:: EXERCISE DETAILS ::
Begin at the line that contains "the green stem" and repeat every line from there to the end of the records below, inclusive, without adding any other line.

======== RECORDS FOR THIS EXERCISE ========

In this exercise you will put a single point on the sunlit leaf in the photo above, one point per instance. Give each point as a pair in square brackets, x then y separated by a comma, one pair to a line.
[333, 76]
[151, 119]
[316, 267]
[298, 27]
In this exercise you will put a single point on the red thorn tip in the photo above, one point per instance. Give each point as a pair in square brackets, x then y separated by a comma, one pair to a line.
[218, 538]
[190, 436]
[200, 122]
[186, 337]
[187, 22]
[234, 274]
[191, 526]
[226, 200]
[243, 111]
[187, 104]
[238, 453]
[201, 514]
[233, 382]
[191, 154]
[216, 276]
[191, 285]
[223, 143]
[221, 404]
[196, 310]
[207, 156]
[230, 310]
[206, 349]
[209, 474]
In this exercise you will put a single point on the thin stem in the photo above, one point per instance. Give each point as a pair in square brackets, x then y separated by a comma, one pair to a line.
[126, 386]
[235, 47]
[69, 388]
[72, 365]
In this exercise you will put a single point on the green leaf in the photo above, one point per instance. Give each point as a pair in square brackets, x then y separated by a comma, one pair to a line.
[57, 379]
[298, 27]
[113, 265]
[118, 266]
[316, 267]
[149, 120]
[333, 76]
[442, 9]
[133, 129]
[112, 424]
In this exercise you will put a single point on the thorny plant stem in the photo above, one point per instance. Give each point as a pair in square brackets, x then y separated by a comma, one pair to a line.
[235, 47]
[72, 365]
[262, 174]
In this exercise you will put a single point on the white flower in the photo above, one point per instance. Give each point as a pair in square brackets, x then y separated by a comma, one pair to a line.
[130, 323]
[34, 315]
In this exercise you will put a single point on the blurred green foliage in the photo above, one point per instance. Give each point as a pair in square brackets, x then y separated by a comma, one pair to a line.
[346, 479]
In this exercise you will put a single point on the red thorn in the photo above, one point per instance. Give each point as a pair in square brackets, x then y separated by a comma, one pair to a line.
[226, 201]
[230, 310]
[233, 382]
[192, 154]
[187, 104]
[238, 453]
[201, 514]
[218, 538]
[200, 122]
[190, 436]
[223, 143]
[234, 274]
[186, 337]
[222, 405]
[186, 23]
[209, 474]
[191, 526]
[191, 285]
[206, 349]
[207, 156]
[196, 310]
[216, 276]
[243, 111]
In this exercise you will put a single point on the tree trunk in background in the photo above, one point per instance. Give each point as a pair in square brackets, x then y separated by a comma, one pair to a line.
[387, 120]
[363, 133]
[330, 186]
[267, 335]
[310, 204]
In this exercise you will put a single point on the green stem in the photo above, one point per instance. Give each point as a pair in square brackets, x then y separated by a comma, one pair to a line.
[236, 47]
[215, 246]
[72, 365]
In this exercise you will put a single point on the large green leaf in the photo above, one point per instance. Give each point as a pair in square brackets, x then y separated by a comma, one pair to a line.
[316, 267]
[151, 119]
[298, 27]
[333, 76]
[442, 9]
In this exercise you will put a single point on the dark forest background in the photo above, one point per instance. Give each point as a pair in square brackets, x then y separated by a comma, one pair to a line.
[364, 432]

========

:: TASK OUTPUT ::
In this exercise you will put a single point on the green stem in the photo above, one point per instance. Give each point as a pair in square brackets, x then y separated by a comma, one pair to a line.
[236, 47]
[215, 246]
[72, 365]
In this exercise you will put a single point on the large green leaf in the photo above, one point per instance. Give each point as a pair in square brackets, x then y separated by a comma, one pair to a line.
[316, 267]
[151, 119]
[298, 27]
[333, 76]
[442, 9]
In this exercise you will put a single point on the dark forest background in the photo above, one point per instance. Give each point as a pair in square brackets, x then y separated by a comma, one pair to a line.
[364, 432]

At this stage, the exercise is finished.